PROBLEM DETAILS
Return every record exactly as written.
==================================================
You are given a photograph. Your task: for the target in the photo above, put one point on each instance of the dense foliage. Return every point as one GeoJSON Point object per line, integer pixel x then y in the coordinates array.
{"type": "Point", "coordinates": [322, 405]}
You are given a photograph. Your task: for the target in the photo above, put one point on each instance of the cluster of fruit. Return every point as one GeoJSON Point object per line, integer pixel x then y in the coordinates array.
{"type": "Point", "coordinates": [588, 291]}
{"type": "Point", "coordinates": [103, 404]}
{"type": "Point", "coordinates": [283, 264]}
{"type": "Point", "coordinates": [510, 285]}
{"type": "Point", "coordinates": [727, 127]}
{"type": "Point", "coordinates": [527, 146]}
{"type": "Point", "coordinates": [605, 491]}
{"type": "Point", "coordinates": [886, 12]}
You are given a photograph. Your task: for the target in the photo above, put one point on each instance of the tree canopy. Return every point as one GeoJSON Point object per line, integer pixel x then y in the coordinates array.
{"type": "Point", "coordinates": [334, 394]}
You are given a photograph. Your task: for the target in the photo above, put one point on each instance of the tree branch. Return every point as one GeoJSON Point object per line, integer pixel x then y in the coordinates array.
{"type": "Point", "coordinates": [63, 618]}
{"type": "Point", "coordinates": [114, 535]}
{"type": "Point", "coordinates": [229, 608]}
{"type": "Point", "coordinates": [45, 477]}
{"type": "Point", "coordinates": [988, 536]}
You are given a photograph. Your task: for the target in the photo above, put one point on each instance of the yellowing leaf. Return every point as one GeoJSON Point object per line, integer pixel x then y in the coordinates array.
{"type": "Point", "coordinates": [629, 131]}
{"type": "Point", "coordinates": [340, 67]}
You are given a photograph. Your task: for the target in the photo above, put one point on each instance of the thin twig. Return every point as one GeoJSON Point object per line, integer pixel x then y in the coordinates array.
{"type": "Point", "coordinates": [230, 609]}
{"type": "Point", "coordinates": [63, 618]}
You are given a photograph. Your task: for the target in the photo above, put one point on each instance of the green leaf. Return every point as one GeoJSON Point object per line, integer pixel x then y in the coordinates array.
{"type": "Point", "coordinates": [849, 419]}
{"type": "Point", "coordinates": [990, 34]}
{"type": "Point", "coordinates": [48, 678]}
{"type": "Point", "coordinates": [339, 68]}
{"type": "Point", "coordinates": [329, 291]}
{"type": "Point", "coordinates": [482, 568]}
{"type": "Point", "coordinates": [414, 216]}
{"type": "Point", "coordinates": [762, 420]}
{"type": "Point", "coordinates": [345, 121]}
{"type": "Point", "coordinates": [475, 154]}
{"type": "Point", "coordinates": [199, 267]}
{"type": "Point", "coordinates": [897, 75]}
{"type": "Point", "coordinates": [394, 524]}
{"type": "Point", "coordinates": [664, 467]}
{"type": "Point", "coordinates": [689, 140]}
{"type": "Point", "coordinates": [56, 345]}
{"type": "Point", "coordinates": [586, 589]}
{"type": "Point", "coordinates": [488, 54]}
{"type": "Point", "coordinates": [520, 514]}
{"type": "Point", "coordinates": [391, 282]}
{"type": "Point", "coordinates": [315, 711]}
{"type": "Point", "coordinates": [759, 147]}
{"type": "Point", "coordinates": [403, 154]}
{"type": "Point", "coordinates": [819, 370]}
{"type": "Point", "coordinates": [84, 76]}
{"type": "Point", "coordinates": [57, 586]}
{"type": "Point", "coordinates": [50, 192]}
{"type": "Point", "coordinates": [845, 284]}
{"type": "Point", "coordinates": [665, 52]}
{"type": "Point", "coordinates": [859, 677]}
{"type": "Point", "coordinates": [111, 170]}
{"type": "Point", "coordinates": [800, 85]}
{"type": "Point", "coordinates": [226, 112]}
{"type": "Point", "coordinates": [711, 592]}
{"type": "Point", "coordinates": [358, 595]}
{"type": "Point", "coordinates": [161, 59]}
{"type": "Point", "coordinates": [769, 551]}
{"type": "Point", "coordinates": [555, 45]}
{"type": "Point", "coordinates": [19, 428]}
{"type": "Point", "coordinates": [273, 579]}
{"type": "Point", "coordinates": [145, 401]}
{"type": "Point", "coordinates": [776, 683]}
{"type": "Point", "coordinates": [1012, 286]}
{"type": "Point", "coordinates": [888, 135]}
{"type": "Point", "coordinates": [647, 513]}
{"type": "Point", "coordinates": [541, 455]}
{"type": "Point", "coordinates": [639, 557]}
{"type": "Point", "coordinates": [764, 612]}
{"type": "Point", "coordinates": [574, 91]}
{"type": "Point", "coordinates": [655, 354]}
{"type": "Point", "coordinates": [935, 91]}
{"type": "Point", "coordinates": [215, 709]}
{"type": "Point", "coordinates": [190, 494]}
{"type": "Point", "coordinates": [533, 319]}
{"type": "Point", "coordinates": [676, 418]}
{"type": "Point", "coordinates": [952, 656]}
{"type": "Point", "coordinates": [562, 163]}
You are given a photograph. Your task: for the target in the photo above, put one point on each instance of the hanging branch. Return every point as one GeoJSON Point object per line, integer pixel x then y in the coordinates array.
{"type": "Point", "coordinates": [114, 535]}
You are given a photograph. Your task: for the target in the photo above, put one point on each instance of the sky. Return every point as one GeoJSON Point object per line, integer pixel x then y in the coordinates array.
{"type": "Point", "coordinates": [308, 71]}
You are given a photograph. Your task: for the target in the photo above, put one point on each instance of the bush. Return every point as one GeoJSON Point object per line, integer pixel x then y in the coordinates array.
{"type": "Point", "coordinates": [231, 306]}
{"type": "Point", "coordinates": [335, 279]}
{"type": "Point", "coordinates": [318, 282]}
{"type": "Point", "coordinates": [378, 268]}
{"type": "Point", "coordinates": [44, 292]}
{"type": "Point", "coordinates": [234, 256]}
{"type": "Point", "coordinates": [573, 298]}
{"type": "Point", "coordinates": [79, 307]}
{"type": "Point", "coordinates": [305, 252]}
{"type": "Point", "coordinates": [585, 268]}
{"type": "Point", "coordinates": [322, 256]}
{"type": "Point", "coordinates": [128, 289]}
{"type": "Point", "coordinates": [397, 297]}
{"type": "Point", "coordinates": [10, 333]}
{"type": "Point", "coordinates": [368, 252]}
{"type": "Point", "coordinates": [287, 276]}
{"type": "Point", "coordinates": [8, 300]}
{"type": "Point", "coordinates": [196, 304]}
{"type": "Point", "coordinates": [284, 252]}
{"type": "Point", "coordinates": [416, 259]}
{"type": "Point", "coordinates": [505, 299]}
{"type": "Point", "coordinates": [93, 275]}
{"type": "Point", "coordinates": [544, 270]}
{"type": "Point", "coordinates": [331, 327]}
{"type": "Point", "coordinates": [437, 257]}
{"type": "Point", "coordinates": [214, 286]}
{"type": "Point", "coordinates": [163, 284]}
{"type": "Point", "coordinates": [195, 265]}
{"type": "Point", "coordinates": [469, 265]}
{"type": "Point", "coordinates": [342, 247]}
==================================================
EXERCISE RESULT
You are given a photograph. Your task: for the target in the photo above, put one point on each instance of the dense foliage. Return every point as one GeoJSON Point object per line, integer pixel x then y in the coordinates array.
{"type": "Point", "coordinates": [322, 405]}
You are given a photograph. Your task: for the target in the photo above, put one point on each instance of the cluster of fruit. Return every point as one GeoJSON Point object per line, integer pixel x then y in the coordinates array.
{"type": "Point", "coordinates": [588, 291]}
{"type": "Point", "coordinates": [103, 404]}
{"type": "Point", "coordinates": [283, 264]}
{"type": "Point", "coordinates": [510, 285]}
{"type": "Point", "coordinates": [727, 127]}
{"type": "Point", "coordinates": [527, 146]}
{"type": "Point", "coordinates": [605, 491]}
{"type": "Point", "coordinates": [886, 12]}
You are given a photograph. Your task: for the target in the photo above, put one point on each instance of the tree canopy. Return every point as one GeoJSON Point object per line, integer pixel x then y in the coordinates array.
{"type": "Point", "coordinates": [334, 394]}
You are given a photograph. Your task: for the target in the photo above, put one point on each instance of the tree branch. Return every point as one GeoJSON Point object per line, integer pixel x then y in the coordinates array.
{"type": "Point", "coordinates": [63, 618]}
{"type": "Point", "coordinates": [114, 535]}
{"type": "Point", "coordinates": [229, 608]}
{"type": "Point", "coordinates": [45, 477]}
{"type": "Point", "coordinates": [988, 536]}
You are given a photograph. Your task: for the target in the photo above, put one point on each instance of the yellowing leaf. Return every point as one GeoJSON Point object per line, integer pixel x then y in the coordinates array.
{"type": "Point", "coordinates": [629, 131]}
{"type": "Point", "coordinates": [340, 67]}
You are given a photograph. Your task: for the target in the photo above, put one point on each instance of the thin twig. Return every point as one GeoJSON Point object per line, integer pixel x then y in the coordinates array.
{"type": "Point", "coordinates": [230, 609]}
{"type": "Point", "coordinates": [63, 618]}
You are given a photograph. Your task: for the target in the photo above, put one point on each instance of the green leaf. Return every point as one GeoJSON Point object per line, integer pixel x then y in the coordinates array.
{"type": "Point", "coordinates": [849, 419]}
{"type": "Point", "coordinates": [990, 34]}
{"type": "Point", "coordinates": [48, 678]}
{"type": "Point", "coordinates": [339, 68]}
{"type": "Point", "coordinates": [329, 291]}
{"type": "Point", "coordinates": [482, 568]}
{"type": "Point", "coordinates": [414, 216]}
{"type": "Point", "coordinates": [762, 420]}
{"type": "Point", "coordinates": [345, 121]}
{"type": "Point", "coordinates": [475, 154]}
{"type": "Point", "coordinates": [199, 267]}
{"type": "Point", "coordinates": [897, 75]}
{"type": "Point", "coordinates": [394, 524]}
{"type": "Point", "coordinates": [664, 467]}
{"type": "Point", "coordinates": [689, 140]}
{"type": "Point", "coordinates": [56, 345]}
{"type": "Point", "coordinates": [586, 589]}
{"type": "Point", "coordinates": [488, 54]}
{"type": "Point", "coordinates": [520, 514]}
{"type": "Point", "coordinates": [391, 282]}
{"type": "Point", "coordinates": [315, 711]}
{"type": "Point", "coordinates": [759, 147]}
{"type": "Point", "coordinates": [403, 154]}
{"type": "Point", "coordinates": [819, 370]}
{"type": "Point", "coordinates": [84, 76]}
{"type": "Point", "coordinates": [57, 586]}
{"type": "Point", "coordinates": [50, 192]}
{"type": "Point", "coordinates": [845, 284]}
{"type": "Point", "coordinates": [665, 52]}
{"type": "Point", "coordinates": [859, 677]}
{"type": "Point", "coordinates": [111, 170]}
{"type": "Point", "coordinates": [800, 85]}
{"type": "Point", "coordinates": [226, 112]}
{"type": "Point", "coordinates": [711, 592]}
{"type": "Point", "coordinates": [358, 595]}
{"type": "Point", "coordinates": [161, 59]}
{"type": "Point", "coordinates": [769, 551]}
{"type": "Point", "coordinates": [555, 45]}
{"type": "Point", "coordinates": [19, 428]}
{"type": "Point", "coordinates": [273, 579]}
{"type": "Point", "coordinates": [145, 401]}
{"type": "Point", "coordinates": [776, 683]}
{"type": "Point", "coordinates": [1012, 286]}
{"type": "Point", "coordinates": [888, 135]}
{"type": "Point", "coordinates": [647, 513]}
{"type": "Point", "coordinates": [541, 455]}
{"type": "Point", "coordinates": [639, 557]}
{"type": "Point", "coordinates": [764, 612]}
{"type": "Point", "coordinates": [574, 91]}
{"type": "Point", "coordinates": [655, 354]}
{"type": "Point", "coordinates": [935, 91]}
{"type": "Point", "coordinates": [215, 709]}
{"type": "Point", "coordinates": [190, 494]}
{"type": "Point", "coordinates": [533, 319]}
{"type": "Point", "coordinates": [676, 418]}
{"type": "Point", "coordinates": [952, 656]}
{"type": "Point", "coordinates": [562, 163]}
You are given a photograph. Your task: for the target in the photo above, put one point on each instance of the hanging branch. Return every point as one GeoJSON Point object per line, integer pixel x then y in the coordinates array.
{"type": "Point", "coordinates": [114, 535]}
You are given a photograph. Your task: for the target in the photo above, put one point on each instance of the sky. Return every point as one GeoJSON Point object per line, integer pixel x then y in the coordinates array.
{"type": "Point", "coordinates": [308, 71]}
You are given a photograph. Your task: for the target in the photo above, put one point on each instance of the bush. Return every point as one GeoJSON Point object per line, integer pixel x then y in the coordinates array.
{"type": "Point", "coordinates": [231, 306]}
{"type": "Point", "coordinates": [335, 279]}
{"type": "Point", "coordinates": [318, 282]}
{"type": "Point", "coordinates": [378, 268]}
{"type": "Point", "coordinates": [44, 292]}
{"type": "Point", "coordinates": [234, 256]}
{"type": "Point", "coordinates": [573, 298]}
{"type": "Point", "coordinates": [79, 307]}
{"type": "Point", "coordinates": [305, 252]}
{"type": "Point", "coordinates": [585, 268]}
{"type": "Point", "coordinates": [322, 256]}
{"type": "Point", "coordinates": [128, 289]}
{"type": "Point", "coordinates": [397, 297]}
{"type": "Point", "coordinates": [10, 333]}
{"type": "Point", "coordinates": [368, 252]}
{"type": "Point", "coordinates": [287, 276]}
{"type": "Point", "coordinates": [8, 300]}
{"type": "Point", "coordinates": [196, 304]}
{"type": "Point", "coordinates": [284, 252]}
{"type": "Point", "coordinates": [416, 259]}
{"type": "Point", "coordinates": [505, 299]}
{"type": "Point", "coordinates": [93, 275]}
{"type": "Point", "coordinates": [544, 270]}
{"type": "Point", "coordinates": [331, 327]}
{"type": "Point", "coordinates": [437, 257]}
{"type": "Point", "coordinates": [214, 286]}
{"type": "Point", "coordinates": [163, 284]}
{"type": "Point", "coordinates": [195, 265]}
{"type": "Point", "coordinates": [469, 265]}
{"type": "Point", "coordinates": [342, 247]}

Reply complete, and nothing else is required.